## Metin alıntısı

Yiğit'in intikam yürüyüşü başladı
Geçen bölüm haftalardır beklediğimiz bir sahneyle bitmişti: Yiğit'in gerçeği öğrenmesi sahnesi. Doğrusu, hep canlı, bölüm tabiriyle organik birinden öğreneceğini hayal etmişim. Bizzat Deniz'den ya da İrem'den. Ama böyle video alternatifi aklıma gelmemişti. İyi mi oldu, kimbilir. Yiğit yıkılışını tek başına daha kana kana mı yaşadı, öfkesini daha rahat mı çıkardı... Yoksa karşısında İrem Gündoğan olsaydı ona mı patlardı? Sanırım Yiğit Balcı için de böylesi iyi oldu, planını işletmek bakımından. Eğer İrem yüzüne söyleseydi, İrem'e karşı böyle soğuk rol yapamazdı. Deniz söyleseydi zaten bütün hikayenin rotası değişirdi.
Rotada nereye vardık?
Gelinen yerden şahsen gayet memnunum. Dizi izlemek zaten ürünü hazırlayanlarla bir anlaşma yapmak demek. Herşeyi mantığa vurduğunuz zaman o su akmıyor. Ha, hadiseler kimine göre çok saçma hale gelir, o da izlemez artık, bu da mümkün. Devamla, yani o yanlış bu yanlış derken gelinen noktadan memnunum. Tuna ve Deniz birlikte nasıl olur diye merak etmiştim. Kıyısından da olsa yaşadık gördük. Önce sahte sevgili, sonra gerçek ama coşkusu az olaraktan sevgili oldular. İleride bir gün Deniz ve Yiğit ayrılırlarsa, Deniz kalbini Tuna'ya tamamen de açabilir, zaten epey bir meyletmişti. Neydi o Ayça ile ofiste saç saça baş başa haller. Dizinin başında Deniz Tuna için kavga edecek deselerdi, hiç yakıştırır mıydık? No. Bu arada Tuna için olduğu ayan beyan olan bu kavgaya Yiğit de tanık oldu ama hiç kıskanmadı, hayret. İsterse Deniz'in kendisine ıslamsırık aşık olduğuna inansın, yine de kıskanmalıydı normalde. Du bakalım.

## Verilen veriler
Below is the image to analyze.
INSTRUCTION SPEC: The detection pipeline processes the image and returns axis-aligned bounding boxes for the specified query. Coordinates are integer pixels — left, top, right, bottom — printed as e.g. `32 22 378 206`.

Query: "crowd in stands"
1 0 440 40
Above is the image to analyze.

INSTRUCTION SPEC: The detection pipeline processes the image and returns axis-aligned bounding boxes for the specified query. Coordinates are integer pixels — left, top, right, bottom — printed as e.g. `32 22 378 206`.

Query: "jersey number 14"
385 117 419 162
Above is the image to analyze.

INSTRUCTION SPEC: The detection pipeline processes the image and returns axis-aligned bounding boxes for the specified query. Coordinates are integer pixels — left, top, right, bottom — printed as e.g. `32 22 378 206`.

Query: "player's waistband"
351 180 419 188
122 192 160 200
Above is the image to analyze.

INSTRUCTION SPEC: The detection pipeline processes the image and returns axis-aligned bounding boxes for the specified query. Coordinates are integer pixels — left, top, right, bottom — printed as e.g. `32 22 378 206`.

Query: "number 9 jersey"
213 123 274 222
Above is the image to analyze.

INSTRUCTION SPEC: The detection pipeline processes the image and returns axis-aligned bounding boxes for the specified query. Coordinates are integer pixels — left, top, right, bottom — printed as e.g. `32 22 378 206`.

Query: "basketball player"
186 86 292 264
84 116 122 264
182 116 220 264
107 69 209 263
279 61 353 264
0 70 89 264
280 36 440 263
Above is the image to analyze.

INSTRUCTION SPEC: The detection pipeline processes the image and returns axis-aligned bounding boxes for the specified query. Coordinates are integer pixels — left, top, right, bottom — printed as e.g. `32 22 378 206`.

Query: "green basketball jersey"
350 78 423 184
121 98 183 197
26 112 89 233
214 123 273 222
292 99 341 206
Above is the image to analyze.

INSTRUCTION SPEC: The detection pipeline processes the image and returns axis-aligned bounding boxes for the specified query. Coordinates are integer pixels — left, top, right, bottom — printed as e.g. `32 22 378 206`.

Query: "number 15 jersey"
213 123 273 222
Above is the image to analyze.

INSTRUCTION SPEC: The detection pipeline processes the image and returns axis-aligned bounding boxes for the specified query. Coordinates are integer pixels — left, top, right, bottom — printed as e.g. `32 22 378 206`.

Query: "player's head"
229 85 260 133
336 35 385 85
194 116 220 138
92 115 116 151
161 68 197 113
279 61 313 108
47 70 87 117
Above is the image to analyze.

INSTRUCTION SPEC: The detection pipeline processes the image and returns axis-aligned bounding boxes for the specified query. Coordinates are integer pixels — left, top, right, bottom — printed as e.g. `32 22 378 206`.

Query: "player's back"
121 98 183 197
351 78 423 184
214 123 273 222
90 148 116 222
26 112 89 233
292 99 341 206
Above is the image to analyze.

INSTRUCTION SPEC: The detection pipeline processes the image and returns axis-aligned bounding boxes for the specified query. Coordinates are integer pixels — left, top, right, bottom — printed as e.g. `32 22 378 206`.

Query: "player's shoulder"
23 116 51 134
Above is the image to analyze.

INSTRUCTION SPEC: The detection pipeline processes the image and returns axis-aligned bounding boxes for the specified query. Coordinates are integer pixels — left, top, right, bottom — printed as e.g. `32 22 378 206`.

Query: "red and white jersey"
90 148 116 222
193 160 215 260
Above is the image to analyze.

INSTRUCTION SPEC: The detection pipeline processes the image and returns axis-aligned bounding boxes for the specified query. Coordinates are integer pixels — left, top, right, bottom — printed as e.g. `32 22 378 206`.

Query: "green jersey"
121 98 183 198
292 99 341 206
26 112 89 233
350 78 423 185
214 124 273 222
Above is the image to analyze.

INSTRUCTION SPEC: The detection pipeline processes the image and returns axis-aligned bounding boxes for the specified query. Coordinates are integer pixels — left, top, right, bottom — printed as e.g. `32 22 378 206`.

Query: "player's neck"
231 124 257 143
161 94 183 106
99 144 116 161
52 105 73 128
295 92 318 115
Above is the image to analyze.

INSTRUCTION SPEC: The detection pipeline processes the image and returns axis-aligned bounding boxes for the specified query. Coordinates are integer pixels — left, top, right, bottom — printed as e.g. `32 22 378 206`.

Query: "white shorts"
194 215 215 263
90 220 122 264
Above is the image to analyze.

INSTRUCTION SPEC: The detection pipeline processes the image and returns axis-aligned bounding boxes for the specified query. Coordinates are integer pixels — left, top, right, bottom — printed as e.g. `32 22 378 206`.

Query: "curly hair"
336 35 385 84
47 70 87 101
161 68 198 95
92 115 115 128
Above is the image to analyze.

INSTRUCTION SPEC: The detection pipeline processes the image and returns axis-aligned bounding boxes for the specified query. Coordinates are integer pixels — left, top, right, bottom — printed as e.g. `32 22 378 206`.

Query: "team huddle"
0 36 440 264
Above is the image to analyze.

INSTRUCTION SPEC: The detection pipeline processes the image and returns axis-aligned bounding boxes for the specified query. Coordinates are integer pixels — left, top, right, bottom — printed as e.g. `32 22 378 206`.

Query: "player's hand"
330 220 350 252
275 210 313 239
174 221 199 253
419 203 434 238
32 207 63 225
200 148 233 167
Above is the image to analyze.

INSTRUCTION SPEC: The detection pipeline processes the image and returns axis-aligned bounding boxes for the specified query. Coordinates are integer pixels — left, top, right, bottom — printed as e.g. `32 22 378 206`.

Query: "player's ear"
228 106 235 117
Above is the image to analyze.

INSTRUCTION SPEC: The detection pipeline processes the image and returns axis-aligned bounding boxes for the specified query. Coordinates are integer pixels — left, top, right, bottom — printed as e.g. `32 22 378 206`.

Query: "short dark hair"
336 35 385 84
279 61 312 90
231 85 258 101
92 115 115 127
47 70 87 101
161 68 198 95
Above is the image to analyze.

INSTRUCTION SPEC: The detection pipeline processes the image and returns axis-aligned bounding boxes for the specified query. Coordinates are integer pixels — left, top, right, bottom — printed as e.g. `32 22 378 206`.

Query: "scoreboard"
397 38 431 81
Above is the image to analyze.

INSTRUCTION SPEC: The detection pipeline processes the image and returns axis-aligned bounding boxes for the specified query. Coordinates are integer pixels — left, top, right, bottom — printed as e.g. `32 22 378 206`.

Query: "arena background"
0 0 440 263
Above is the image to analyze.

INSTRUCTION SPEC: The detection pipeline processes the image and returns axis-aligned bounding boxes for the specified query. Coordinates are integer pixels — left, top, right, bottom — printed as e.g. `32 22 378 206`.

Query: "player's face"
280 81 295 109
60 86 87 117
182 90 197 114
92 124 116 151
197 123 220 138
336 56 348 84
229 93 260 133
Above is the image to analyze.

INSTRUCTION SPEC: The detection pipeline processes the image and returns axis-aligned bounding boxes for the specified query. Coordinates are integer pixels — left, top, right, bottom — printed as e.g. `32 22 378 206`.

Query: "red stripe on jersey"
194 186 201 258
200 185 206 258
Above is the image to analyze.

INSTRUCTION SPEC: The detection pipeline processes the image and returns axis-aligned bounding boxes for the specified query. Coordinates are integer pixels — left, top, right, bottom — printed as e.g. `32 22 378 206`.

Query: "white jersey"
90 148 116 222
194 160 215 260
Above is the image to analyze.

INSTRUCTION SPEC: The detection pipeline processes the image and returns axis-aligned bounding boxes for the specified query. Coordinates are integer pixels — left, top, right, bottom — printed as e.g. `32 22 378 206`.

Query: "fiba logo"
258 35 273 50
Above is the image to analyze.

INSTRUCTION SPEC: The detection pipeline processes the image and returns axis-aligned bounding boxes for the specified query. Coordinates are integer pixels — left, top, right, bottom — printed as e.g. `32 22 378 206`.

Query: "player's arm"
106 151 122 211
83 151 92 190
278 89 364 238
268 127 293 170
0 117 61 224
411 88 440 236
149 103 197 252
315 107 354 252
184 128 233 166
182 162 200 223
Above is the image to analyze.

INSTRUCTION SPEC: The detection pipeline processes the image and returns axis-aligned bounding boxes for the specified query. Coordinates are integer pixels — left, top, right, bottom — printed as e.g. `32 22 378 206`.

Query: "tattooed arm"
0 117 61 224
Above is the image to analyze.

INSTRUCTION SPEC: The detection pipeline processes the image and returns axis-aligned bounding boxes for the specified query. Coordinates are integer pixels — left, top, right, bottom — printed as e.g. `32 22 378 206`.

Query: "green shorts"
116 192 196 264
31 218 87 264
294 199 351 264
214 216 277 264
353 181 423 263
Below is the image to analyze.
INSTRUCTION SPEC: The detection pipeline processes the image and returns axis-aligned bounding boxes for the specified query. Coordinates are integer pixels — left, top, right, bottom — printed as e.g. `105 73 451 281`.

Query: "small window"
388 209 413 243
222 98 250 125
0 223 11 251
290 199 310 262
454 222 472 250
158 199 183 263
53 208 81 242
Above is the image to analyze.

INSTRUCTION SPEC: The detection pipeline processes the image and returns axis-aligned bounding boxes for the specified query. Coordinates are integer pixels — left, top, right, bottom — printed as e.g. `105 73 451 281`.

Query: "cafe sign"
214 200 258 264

## Görev tanımı
Metin alıntısında "Yiğit'in intikam yürüyüşü" ifadesinin geçtiği sözlerle açılıp "Rotada nereye vardık?" ile kapanan kısmı hiçbir değişiklik yapmadan geri ver. Veriler metinle ilgili değildir.

## Yanıt
Yiğit'in intikam yürüyüşü başladı
Geçen bölüm haftalardır beklediğimiz bir sahneyle bitmişti: Yiğit'in gerçeği öğrenmesi sahnesi. Doğrusu, hep canlı, bölüm tabiriyle organik birinden öğreneceğini hayal etmişim. Bizzat Deniz'den ya da İrem'den. Ama böyle video alternatifi aklıma gelmemişti. İyi mi oldu, kimbilir. Yiğit yıkılışını tek başına daha kana kana mı yaşadı, öfkesini daha rahat mı çıkardı... Yoksa karşısında İrem Gündoğan olsaydı ona mı patlardı? Sanırım Yiğit Balcı için de böylesi iyi oldu, planını işletmek bakımından. Eğer İrem yüzüne söyleseydi, İrem'e karşı böyle soğuk rol yapamazdı. Deniz söyleseydi zaten bütün hikayenin rotası değişirdi.
Rotada nereye vardık?